- Exercise description:
Every entry, exactly as given, must be retyped.

- Region pointing data:
--
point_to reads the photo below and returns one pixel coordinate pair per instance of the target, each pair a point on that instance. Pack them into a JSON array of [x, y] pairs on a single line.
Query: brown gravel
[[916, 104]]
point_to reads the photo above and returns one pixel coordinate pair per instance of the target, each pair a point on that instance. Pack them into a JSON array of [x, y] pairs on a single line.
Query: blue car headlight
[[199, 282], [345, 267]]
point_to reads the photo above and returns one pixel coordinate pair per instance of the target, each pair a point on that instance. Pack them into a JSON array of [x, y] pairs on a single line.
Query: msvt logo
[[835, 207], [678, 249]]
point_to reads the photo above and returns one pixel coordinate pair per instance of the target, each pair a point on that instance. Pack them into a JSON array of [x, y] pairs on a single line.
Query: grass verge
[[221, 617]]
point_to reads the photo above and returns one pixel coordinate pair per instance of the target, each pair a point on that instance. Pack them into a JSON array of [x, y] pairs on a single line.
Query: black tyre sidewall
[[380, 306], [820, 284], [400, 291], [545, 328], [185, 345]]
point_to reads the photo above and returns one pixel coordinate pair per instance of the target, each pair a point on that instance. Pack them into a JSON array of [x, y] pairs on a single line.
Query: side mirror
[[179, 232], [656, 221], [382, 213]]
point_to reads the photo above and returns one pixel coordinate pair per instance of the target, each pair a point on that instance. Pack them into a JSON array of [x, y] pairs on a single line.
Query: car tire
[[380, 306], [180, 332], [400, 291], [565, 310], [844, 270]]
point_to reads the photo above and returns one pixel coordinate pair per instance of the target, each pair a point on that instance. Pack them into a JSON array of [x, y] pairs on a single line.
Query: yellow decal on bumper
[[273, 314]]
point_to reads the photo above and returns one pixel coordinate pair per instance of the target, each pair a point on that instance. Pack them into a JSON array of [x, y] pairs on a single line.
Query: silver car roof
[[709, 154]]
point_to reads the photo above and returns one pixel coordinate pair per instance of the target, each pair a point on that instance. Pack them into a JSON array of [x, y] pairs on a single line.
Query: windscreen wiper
--
- Response for this exercise:
point_to reads the photo below and returns one pixel coordinate pair per instance of the target, each pair a point on that instance. Pack them into a JSON array of [x, y] pairs on a single line.
Query: brown gravel
[[916, 104]]
point_to reads the photo above and returns one pixel coordinate pair per instance of the target, each pair a point on that instance. Pack them into a JSON array of [x, y] pairs on a single line.
Query: blue car headlight
[[199, 282], [345, 267]]
point_to reads the photo above and returns one pixel coordinate pair per instance of the target, each pair a point on that instance. Pack them into a JSON array of [x, y] pairs on a single line.
Query: msvt logo
[[835, 207], [678, 249]]
point_to reads the photo above and returns one pixel coordinate pair per instance of the target, each pair a point on that instance. Pack them into a JSON array of [x, y] pairs on a single line.
Query: grass verge
[[221, 617]]
point_to reads the photo above and returns one pixel coordinate pair per instance of the target, each pair a point on that instance. Pack them into a JSON array of [x, y] pairs on a single line.
Query: black tyre sidewall
[[380, 306], [820, 284], [400, 291], [545, 328], [185, 345]]
point_to reads the photo above and returns one pixel coordinate pair per instance of the target, each pair a point on that instance. Pack them into a JSON array of [x, y] pairs on a single line.
Query: side mirror
[[179, 232], [656, 221], [382, 213]]
point_to reads the photo above and returns one pixel coordinate pair per instance of the target, each pair a point on that instance. Pack them into a JSON array of [x, y] pairs on a single line.
Query: car tire
[[380, 306], [180, 332], [400, 291], [565, 310], [844, 270]]
point_to reads the photo above and returns one pixel coordinate pair per instance of the target, each pair a point on that instance. Pack them into a JSON array of [x, y] pairs on a single line.
Query: yellow decal on bumper
[[273, 314]]
point_to reads the photo above and returns one pixel coordinate pair per instance of the target, each pair a point on that instance. Pack them into a JSON array of [x, y] pairs on a single line.
Query: silver car roof
[[709, 154]]
point_to reads the photo above and returns one pixel coordinate pair per instance of the target, each pair a point on that instance. Pack them into a JSON array of [x, y] pairs on a single line.
Query: windscreen wiper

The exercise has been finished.